The problem: Transcribe only what runs from the line containing "Where can you find the blue river" through the final line below, exactly, and leave every picture out.

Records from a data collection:

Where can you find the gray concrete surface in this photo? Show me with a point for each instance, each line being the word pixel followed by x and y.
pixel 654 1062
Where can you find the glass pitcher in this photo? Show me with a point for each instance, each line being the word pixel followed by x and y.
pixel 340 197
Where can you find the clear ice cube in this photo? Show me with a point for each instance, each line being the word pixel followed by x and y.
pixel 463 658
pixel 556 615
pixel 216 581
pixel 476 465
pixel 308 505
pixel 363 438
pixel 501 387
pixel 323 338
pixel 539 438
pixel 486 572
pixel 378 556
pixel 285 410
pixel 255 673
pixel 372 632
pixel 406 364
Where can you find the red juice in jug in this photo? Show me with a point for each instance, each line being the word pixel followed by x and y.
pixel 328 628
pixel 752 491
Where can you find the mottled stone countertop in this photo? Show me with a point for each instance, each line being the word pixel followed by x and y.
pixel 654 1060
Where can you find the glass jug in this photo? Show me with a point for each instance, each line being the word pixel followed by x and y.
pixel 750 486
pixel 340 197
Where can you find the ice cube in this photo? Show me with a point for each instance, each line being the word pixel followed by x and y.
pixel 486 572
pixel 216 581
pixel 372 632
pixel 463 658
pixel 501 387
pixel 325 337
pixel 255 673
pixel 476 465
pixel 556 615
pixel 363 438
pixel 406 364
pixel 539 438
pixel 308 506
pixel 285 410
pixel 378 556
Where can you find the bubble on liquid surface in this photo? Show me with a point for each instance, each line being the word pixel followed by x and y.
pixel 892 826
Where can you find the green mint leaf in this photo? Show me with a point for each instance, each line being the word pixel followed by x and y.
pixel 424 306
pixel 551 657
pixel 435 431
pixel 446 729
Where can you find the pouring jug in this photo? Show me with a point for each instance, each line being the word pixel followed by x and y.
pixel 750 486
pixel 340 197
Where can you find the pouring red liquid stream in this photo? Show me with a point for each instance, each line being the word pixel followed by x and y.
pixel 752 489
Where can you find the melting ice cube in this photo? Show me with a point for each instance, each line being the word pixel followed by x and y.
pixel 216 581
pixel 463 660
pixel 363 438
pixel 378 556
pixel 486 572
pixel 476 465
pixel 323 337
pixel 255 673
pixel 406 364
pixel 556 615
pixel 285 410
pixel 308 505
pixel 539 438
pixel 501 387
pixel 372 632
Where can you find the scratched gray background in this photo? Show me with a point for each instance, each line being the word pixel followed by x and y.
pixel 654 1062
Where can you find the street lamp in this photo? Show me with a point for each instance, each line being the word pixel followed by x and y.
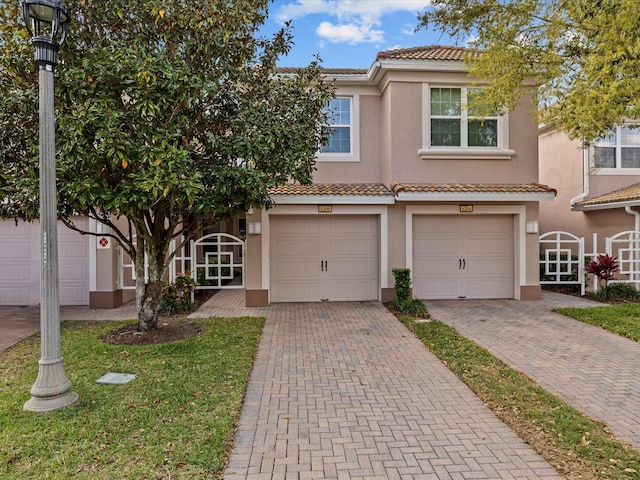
pixel 47 22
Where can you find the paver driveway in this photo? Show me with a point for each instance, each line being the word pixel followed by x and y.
pixel 592 369
pixel 344 390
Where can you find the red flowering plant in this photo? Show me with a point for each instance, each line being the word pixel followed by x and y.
pixel 605 268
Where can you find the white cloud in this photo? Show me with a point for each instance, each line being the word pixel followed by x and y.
pixel 349 33
pixel 356 21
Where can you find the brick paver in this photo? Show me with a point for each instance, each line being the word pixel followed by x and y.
pixel 344 391
pixel 592 369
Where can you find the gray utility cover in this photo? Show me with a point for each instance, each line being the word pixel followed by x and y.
pixel 116 378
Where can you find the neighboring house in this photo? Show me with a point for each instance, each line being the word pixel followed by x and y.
pixel 409 179
pixel 598 186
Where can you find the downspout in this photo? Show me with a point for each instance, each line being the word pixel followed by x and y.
pixel 585 176
pixel 636 247
pixel 630 211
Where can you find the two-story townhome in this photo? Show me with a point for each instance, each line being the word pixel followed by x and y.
pixel 598 185
pixel 410 178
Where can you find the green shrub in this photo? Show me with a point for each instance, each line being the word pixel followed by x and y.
pixel 403 303
pixel 618 291
pixel 402 277
pixel 413 307
pixel 176 296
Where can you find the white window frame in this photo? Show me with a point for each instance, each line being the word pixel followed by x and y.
pixel 354 130
pixel 618 146
pixel 500 152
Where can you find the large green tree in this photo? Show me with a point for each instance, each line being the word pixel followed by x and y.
pixel 166 111
pixel 584 54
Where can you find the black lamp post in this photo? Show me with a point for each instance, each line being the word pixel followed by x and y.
pixel 47 22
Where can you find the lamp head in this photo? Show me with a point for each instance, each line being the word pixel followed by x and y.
pixel 47 22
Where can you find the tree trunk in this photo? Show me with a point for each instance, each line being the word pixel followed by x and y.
pixel 148 293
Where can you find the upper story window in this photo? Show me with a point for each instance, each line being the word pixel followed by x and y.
pixel 451 130
pixel 619 149
pixel 342 144
pixel 454 125
pixel 339 110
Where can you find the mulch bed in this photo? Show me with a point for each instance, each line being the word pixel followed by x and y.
pixel 165 333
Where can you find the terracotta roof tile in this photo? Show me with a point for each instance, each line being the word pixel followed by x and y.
pixel 339 189
pixel 328 71
pixel 471 188
pixel 626 194
pixel 433 52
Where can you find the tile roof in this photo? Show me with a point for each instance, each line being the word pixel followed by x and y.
pixel 328 71
pixel 471 188
pixel 626 194
pixel 335 189
pixel 432 52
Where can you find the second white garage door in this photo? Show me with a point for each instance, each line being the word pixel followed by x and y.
pixel 316 258
pixel 463 257
pixel 20 264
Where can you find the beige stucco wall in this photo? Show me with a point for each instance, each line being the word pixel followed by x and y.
pixel 391 129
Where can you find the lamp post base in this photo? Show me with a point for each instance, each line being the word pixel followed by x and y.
pixel 52 389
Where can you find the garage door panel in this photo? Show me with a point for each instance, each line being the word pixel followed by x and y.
pixel 328 257
pixel 488 245
pixel 352 246
pixel 296 247
pixel 297 225
pixel 352 269
pixel 488 266
pixel 294 269
pixel 425 267
pixel 350 225
pixel 14 250
pixel 479 258
pixel 14 296
pixel 14 272
pixel 436 245
pixel 20 264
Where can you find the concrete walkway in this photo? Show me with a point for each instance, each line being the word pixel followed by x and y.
pixel 344 391
pixel 590 368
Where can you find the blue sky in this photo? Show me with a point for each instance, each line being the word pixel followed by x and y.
pixel 349 33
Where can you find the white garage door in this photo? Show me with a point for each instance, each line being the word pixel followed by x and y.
pixel 316 258
pixel 20 264
pixel 463 257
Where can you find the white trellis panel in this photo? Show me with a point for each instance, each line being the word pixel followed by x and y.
pixel 562 259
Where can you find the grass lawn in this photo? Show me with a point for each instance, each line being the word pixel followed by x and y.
pixel 577 447
pixel 175 420
pixel 622 318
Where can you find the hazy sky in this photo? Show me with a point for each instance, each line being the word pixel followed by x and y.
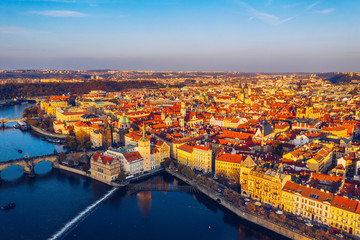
pixel 176 35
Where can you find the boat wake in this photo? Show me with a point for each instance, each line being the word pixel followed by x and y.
pixel 81 216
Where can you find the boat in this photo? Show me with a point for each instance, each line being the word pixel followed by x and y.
pixel 8 206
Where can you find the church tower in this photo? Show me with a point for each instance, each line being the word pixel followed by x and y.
pixel 163 114
pixel 144 150
pixel 241 95
pixel 183 109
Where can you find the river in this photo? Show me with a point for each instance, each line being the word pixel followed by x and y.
pixel 48 204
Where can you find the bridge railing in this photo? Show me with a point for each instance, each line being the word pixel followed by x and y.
pixel 36 157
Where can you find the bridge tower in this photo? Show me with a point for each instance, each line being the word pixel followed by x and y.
pixel 29 167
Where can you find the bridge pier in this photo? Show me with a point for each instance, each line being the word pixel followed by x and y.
pixel 29 168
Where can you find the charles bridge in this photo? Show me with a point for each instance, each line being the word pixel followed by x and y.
pixel 28 163
pixel 3 121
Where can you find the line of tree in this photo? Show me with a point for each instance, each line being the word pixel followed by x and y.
pixel 78 142
pixel 35 112
pixel 201 180
pixel 11 90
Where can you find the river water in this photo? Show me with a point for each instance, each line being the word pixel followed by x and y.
pixel 60 205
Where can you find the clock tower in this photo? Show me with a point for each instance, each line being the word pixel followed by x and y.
pixel 144 150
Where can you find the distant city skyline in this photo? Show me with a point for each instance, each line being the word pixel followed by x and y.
pixel 181 35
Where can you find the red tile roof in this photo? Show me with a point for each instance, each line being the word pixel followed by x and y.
pixel 344 203
pixel 104 159
pixel 132 156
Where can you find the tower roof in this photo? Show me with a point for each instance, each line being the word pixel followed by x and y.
pixel 144 138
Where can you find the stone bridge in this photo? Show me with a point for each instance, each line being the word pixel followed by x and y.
pixel 3 121
pixel 160 187
pixel 29 163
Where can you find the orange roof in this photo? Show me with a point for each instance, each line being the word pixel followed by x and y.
pixel 132 156
pixel 344 203
pixel 104 159
pixel 201 147
pixel 186 148
pixel 228 157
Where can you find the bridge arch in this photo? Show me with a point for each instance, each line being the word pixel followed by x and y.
pixel 11 172
pixel 43 167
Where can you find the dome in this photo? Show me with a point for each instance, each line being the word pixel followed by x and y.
pixel 124 120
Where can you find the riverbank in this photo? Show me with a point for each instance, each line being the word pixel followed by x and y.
pixel 286 232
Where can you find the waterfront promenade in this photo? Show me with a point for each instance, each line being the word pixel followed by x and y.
pixel 241 212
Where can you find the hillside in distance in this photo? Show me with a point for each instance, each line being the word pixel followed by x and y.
pixel 8 91
pixel 340 78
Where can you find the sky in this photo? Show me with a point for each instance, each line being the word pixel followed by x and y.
pixel 181 35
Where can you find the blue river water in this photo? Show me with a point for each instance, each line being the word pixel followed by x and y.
pixel 49 201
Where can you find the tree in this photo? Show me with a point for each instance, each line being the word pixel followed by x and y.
pixel 71 163
pixel 221 177
pixel 172 165
pixel 250 207
pixel 167 162
pixel 121 176
pixel 62 157
pixel 70 142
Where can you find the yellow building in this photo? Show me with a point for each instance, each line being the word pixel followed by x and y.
pixel 343 214
pixel 313 204
pixel 50 107
pixel 246 167
pixel 144 149
pixel 69 115
pixel 340 132
pixel 104 168
pixel 185 155
pixel 230 164
pixel 321 161
pixel 202 158
pixel 160 152
pixel 288 196
pixel 266 186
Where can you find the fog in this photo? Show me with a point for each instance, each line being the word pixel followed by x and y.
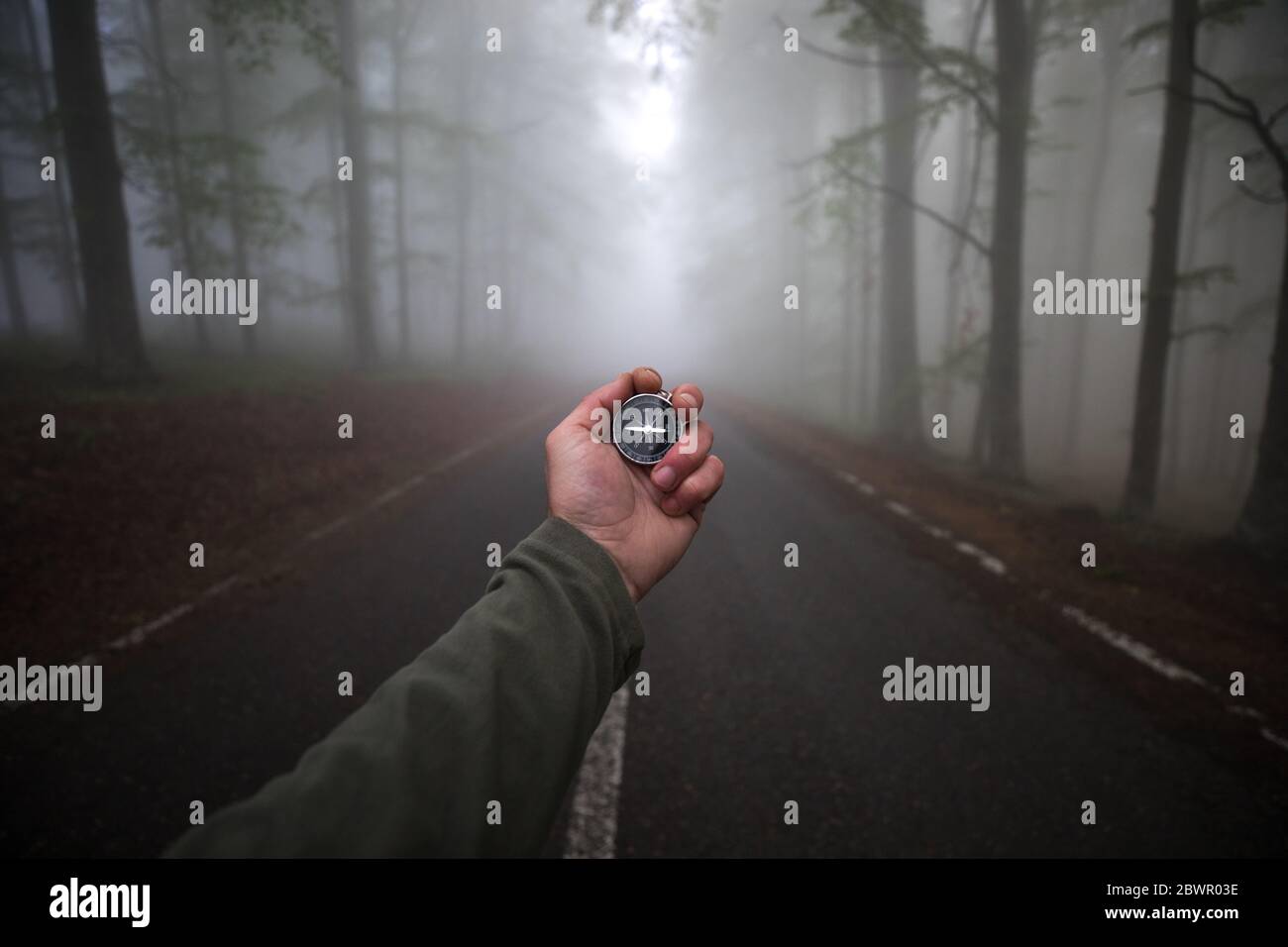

Answer to this problem:
Where can you find the blue river water in this photo? Show me with a point for each instance, each line being the word pixel followed by x and y.
pixel 49 201
Where can you find the tree in this photo? Show me with a point for each instance, each line being the word pixel followed by x and y.
pixel 71 163
pixel 221 177
pixel 172 165
pixel 250 207
pixel 167 162
pixel 121 176
pixel 62 157
pixel 70 142
Where can you find the yellow building in this photo? Show me with a point for each instance, each line being the word pixel followed by x and y.
pixel 343 214
pixel 313 204
pixel 50 107
pixel 246 167
pixel 144 149
pixel 69 115
pixel 340 132
pixel 104 168
pixel 185 155
pixel 230 164
pixel 321 161
pixel 202 158
pixel 160 152
pixel 288 196
pixel 266 186
Where can you find the fog in this photo? Show me with a point for each instance, each line being the word pixel followed by x and y.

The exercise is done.